#### Exercise requirements:
a) According to the passage on Auckland's regional government, in what year was the Auckland Regional Council formed, and which body did it replace?
b) Pull out every line of the rows below that contains the string "logo", and copy each one in full.

#### Extract:
----------------------------------------

The Auckland Regional Council was formed in 1989, replacing the Auckland Regional Authority. One of the mainstays of its work was expanding the parks network, and it brought into the Auckland Council 26 regional parks with more than 40,000 hectares, including many restored natural habitats and sanctuaries developed in co-operation with the Department of Conservation and volunteers. A variety of often public transport-focused projects like the Northern Busway as well as significant rail and public transport investments were realised through the Auckland Regional Transport Authority, much of it supported by retaining Ports of Auckland in public hands (after the deregulation of the Auckland Harbour Board) to fund the improvements with the dividends.

History

Royal Commission 
Until 2010, the Auckland Region had seven "City/District" authorities, plus one "Regional" authority. In the late 2000s, New Zealand's central government and parts of Auckland's society felt that this large number of Councils, and the lack of strong regional government (with the Auckland Regional Council only having limited powers) were hindering Auckland's progress, and that a form of stronger regional government, or an amalgamation under one local council, would be beneficial. Others pointed to the fact that a previous integration of the many much smaller Borough Councils did not bring the promised advantages either, and reduced local participation in politics, with editorialists pointing out that the (supposedly mainly Wellingtonian) proponents of the 'super city' have carefully not made any promises of savings in light of past rises in rates and utilities bills.

----------------------------------------

#### Supplied entries:
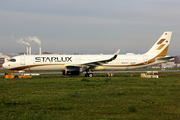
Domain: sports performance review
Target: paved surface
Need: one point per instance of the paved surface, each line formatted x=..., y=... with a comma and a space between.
x=101, y=72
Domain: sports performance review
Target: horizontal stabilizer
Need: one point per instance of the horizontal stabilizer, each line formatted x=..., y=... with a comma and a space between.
x=166, y=58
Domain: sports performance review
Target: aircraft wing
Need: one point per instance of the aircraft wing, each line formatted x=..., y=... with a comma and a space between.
x=95, y=63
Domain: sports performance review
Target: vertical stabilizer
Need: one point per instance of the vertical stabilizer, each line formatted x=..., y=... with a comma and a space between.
x=160, y=48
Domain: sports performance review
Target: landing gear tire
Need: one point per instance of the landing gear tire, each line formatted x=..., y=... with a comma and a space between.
x=88, y=75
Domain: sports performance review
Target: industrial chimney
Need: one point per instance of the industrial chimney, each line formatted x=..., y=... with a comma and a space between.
x=28, y=50
x=40, y=50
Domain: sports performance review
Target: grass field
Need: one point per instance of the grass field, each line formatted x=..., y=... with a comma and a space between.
x=53, y=97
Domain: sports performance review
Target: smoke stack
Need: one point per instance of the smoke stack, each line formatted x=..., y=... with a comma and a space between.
x=40, y=50
x=29, y=50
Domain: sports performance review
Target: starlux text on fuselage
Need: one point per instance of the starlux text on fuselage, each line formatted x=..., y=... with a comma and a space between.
x=53, y=59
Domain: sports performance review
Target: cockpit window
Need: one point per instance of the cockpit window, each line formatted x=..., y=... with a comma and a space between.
x=12, y=60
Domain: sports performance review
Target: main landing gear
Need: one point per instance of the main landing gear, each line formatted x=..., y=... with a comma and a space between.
x=88, y=74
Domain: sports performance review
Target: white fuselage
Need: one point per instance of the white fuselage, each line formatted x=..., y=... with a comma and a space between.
x=56, y=62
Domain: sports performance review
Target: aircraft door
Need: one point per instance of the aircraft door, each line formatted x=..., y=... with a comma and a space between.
x=145, y=58
x=22, y=60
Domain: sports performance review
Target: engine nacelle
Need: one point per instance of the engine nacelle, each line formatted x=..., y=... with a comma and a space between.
x=71, y=70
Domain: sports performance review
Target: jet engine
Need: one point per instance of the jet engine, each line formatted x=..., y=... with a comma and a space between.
x=71, y=70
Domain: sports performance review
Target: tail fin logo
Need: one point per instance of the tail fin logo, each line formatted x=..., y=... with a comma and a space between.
x=161, y=45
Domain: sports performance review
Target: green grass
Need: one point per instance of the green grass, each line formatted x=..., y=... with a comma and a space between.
x=51, y=97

----------------------------------------

#### Results in order:
a) It was formed in 1989, replacing the Auckland Regional Authority.

b)
Target: tail fin logo
Need: one point per instance of the tail fin logo, each line formatted x=..., y=... with a comma and a space between.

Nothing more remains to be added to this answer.